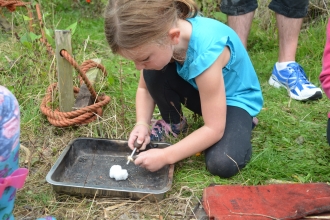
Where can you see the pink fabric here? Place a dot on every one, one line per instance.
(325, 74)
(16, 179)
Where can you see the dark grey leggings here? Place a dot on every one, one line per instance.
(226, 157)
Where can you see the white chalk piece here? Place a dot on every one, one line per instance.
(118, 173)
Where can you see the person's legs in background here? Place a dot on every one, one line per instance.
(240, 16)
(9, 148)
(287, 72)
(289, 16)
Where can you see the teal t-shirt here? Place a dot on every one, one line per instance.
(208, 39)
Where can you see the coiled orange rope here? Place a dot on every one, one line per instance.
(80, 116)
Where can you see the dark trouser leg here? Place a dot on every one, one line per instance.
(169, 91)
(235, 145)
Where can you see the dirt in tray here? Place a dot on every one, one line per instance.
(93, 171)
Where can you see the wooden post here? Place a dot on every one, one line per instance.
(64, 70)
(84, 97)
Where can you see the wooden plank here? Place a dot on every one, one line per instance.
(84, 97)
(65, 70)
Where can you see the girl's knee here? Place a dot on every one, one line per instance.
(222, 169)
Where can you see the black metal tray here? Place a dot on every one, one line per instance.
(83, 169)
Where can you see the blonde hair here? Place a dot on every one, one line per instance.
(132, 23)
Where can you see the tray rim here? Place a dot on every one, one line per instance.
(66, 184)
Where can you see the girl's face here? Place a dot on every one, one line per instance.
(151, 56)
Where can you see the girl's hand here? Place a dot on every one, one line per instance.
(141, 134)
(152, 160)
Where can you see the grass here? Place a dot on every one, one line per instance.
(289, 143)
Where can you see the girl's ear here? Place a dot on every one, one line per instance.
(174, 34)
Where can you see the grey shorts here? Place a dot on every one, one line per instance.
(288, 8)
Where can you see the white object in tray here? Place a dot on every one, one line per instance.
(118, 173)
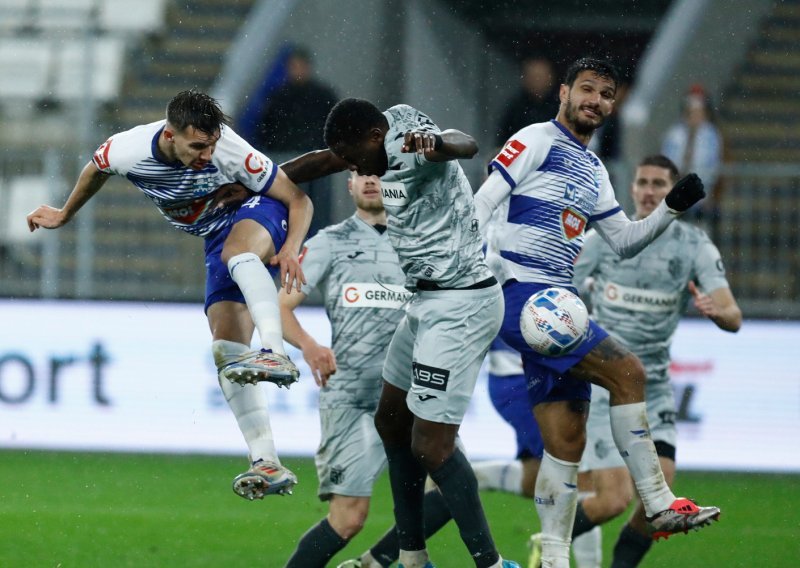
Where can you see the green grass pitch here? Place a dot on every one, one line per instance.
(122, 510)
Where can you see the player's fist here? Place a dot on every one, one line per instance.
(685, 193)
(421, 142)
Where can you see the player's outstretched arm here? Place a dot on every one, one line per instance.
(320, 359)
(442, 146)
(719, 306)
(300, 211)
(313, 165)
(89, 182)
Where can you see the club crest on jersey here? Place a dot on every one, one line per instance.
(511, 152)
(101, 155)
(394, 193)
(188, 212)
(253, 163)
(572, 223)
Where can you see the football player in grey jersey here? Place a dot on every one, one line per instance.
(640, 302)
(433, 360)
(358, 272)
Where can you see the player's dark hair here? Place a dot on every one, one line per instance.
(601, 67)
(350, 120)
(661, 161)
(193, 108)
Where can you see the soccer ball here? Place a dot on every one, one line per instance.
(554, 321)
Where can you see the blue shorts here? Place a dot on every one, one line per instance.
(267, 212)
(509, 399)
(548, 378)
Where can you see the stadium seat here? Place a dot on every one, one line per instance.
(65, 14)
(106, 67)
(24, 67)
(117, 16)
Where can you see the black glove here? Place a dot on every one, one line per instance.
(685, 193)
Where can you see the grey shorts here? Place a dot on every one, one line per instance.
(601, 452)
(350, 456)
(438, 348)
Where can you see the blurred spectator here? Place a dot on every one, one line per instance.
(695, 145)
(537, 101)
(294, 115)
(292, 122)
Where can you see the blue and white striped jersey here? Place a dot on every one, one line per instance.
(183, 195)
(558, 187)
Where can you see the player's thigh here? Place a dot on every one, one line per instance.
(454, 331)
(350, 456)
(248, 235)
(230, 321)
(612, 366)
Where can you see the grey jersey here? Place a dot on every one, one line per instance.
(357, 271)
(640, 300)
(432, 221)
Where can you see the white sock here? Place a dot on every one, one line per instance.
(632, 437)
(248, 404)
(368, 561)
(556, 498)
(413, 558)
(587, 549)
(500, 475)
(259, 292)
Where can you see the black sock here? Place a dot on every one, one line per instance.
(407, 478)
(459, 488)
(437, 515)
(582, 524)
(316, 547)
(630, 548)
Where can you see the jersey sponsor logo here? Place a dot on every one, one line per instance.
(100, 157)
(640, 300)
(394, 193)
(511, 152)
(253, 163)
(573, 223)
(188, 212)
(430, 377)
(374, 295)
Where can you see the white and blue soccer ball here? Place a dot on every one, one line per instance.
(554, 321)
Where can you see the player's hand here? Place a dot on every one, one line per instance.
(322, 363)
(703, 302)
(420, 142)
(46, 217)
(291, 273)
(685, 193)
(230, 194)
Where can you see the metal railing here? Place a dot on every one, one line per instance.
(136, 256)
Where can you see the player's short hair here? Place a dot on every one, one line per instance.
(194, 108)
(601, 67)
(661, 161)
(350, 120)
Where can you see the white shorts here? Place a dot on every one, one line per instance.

- [Exercise requirements]: Leave out the pictures, and give all the records again exactly.

- [Written response]:
Where can you see the pink fabric here? Place a dot on every one, one line per instance.
(325, 74)
(16, 179)
Where can you see the dark grey leggings here? Place a dot on every one, one line per instance.
(226, 157)
Where can you see the white chalk piece here? Place a dot on every one, one line per instance.
(118, 173)
Where can you see the person's legs in background here? Place a dot on every one, one line per instance.
(240, 16)
(9, 148)
(287, 72)
(289, 16)
Where can you see the teal t-shirt here? Place a dot on every one, one line per instance.
(208, 39)
Where can you see the coiled orange rope here? Place a dot on every one, one line per instance.
(80, 116)
Where can you see the dark trouser leg here? Place a dot on every one, one line per instance.
(169, 91)
(235, 145)
Where can you see the dirt in tray here? Place a dot on every one, one line per instance.
(93, 171)
Where can you see the wooden post here? Place a dot on every one, one line per instance.
(64, 70)
(84, 97)
Where can you see the wooden plank here? Place a dot on every one, one line per instance.
(84, 97)
(65, 70)
Where can you see the girl's knee here? Place a dot on every one, one line per instance.
(222, 169)
Where can you see the black metal tray here? Place a dot on every one, one line per instance.
(83, 169)
Where can you see the blonde hair here? Place a dot on every one, one line per instance.
(132, 23)
Where can you see the tray rim here? Place a dot on every one, one line per instance.
(66, 184)
Where can you see the girl's face here? Place a dot on every one, one line per instance.
(151, 56)
Where can you see the girl's hand here? Place a dot on every one, one line per instance.
(141, 134)
(152, 160)
Where can you see the grass here? Place a dot on every one, one line per instance.
(289, 143)
Where can you see the girl's ear here? Place a dot on every one, one line per instance.
(174, 34)
Where can you see the grey shorts here? Place a dot on every one, one line per instance.
(288, 8)
Where can you see the white object in tray here? Place a dot on every one, one line per instance.
(118, 173)
Where can you see the green grass pitch here? Place a dot on every one, one line per instance.
(122, 510)
Where can you see the player's fist here? Place a dot on every one, one line per instance.
(685, 193)
(421, 142)
Where can you see the player's outstretched arm here? Place a dot on every one, one line per instance.
(320, 359)
(442, 146)
(719, 306)
(300, 211)
(313, 165)
(89, 182)
Where can you see the club crest on jersey here? Place a dot on every one, one line per instance.
(511, 152)
(101, 155)
(394, 193)
(188, 212)
(253, 163)
(572, 223)
Where can you see the football player in grey jersey here? Place a dot on every one, one line per instance.
(640, 302)
(433, 360)
(358, 272)
Where can you see the player's dark hair here? Place a dot on every one, one line per instance.
(601, 67)
(350, 120)
(661, 161)
(193, 108)
Where can you see the soccer ball here? Place a dot on every one, one line per instance.
(554, 321)
Where can you see the blue shorts here? Place a dot on every one, one line per instance.
(267, 212)
(509, 399)
(548, 378)
Where can you see the stadium seat here? Place a dot on every one, one line per instance.
(65, 14)
(106, 67)
(24, 67)
(117, 16)
Where can you see the black glove here? Place a dot on every one, one line per instance.
(685, 193)
Where can you see the grey shorts here? Place a dot on every one, one line per instance.
(601, 452)
(350, 456)
(438, 348)
Where can you see the blurred spectator here? Place a dot on every one, one line per instance.
(695, 145)
(537, 101)
(294, 115)
(292, 122)
Where can you see the blue and white striped jersey here? Place a dot on every one, one line per instance.
(183, 195)
(558, 187)
Where can you see the player's thigh here? Place a dot on every one, one line per instance.
(454, 331)
(350, 456)
(248, 235)
(230, 321)
(612, 366)
Where can you see the grey jersey here? Place a dot on every one, one line per instance.
(357, 271)
(640, 300)
(432, 221)
Where can you see the white sock here? Place a dot on every one, one line per instance.
(632, 437)
(248, 404)
(368, 561)
(556, 498)
(413, 558)
(587, 549)
(500, 475)
(259, 292)
Where can you see the black sock here? Place a dot on every one, one line per instance.
(407, 478)
(459, 488)
(437, 515)
(582, 524)
(316, 547)
(630, 548)
Where can you see the jersey sponsor logo here? Place a dot on every one, one line per instance.
(100, 157)
(640, 300)
(394, 193)
(511, 152)
(253, 163)
(573, 223)
(188, 212)
(430, 377)
(374, 295)
Where can you see the white and blue soccer ball here? Place a dot on every one, one line per instance.
(554, 321)
Where can you see the player's hand here? Place a dot on every one, one line per instance.
(322, 363)
(703, 302)
(420, 142)
(46, 217)
(291, 273)
(685, 193)
(230, 194)
Where can you see the metal railing here? Place a dot on every one, one line per instance.
(136, 256)
Where can you see the player's short hair here? Place a dot on every one, one line per instance.
(194, 108)
(601, 67)
(661, 161)
(350, 120)
Where can you see the white shorts here? Place a dot on every one, one line per instance.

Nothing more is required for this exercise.